SOURCE DATA.
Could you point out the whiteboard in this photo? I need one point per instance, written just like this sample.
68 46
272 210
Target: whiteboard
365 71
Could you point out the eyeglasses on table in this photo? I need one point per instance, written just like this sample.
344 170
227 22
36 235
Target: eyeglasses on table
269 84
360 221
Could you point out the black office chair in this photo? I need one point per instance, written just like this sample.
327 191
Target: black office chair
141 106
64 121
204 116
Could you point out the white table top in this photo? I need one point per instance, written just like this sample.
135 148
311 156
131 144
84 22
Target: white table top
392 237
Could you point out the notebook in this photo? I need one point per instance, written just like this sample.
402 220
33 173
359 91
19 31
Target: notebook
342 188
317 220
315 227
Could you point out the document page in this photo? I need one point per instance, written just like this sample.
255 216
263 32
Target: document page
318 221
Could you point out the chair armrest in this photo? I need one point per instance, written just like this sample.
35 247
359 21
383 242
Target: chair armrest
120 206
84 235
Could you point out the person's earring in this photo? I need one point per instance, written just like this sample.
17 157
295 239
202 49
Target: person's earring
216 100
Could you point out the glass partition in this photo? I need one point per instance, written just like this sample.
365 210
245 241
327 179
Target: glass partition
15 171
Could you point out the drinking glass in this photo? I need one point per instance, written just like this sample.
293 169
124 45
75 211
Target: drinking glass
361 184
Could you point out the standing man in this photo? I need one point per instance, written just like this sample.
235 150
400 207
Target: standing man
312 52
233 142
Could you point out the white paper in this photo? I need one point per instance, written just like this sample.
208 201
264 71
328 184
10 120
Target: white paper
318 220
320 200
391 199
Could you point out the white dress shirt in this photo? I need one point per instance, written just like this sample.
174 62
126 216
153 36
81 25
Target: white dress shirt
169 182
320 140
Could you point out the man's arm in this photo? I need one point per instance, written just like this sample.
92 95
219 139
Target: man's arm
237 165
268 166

PROBLEM TO SOLVE.
Copy out the material above in its entirety. Every detail must match.

SOLVED PROBLEM.
Could you point out the whiteboard in this photo? I need one point per instance, written just like this sample.
68 46
272 210
Target: whiteboard
365 71
Could you point out the eyeglasses on table in this photo? I need one point per instance, written just like this sample.
344 170
227 22
36 235
Target: eyeglasses on table
269 84
360 221
Could you point out the black office chair in this photo? I need one point per instance, written just like this sample.
327 191
Target: black office chair
141 106
64 121
204 116
Could you point out the white table top in this photo? I need one point per instance, written just like this sample.
135 148
311 156
131 144
84 22
Target: white table top
392 237
Could you point out the notebook in this photo? I need one point per instance, written just like this sample.
402 220
33 173
359 91
19 31
Target: notebook
342 188
317 220
315 227
Could you point out the document page in this photo? I need one point per instance, written just like this sample.
255 216
263 32
Target: document page
318 221
Could you point out the chair armrest in this photo? I need one point per instance, written just like this sample.
35 247
359 21
383 242
Target: chair armrest
120 206
84 235
Could you point out the person's earring in this photo? I need one point per instance, written just like this sample.
17 157
295 239
202 49
Target: person's earring
216 100
Could you point out the glass partition in this photo? I need one point per instance, written just like this sample.
365 210
245 241
327 179
Target: glass partition
15 171
Could you point out the drinking glass in this photo? I need one point per instance, written just like this sample.
293 169
124 45
75 211
Target: drinking glass
361 184
Could you point out the standing man in this photo? I need one point per instance, written just like this sample.
235 150
400 207
Target: standing man
312 52
233 142
Could you point out the white paper in this photo? I need one point per instance, written just like this sample.
208 201
264 71
328 184
10 120
Target: white paper
318 220
320 200
391 199
Could you point out the white dress shirt in this photo? I need one point per instance, written just like this sample.
174 62
126 216
153 36
81 25
Target: white dress shirt
169 182
320 140
Could you point out the man's arm in this photo? I need one point per instance, written just like this sample.
92 95
219 139
Target: man's arm
237 165
268 166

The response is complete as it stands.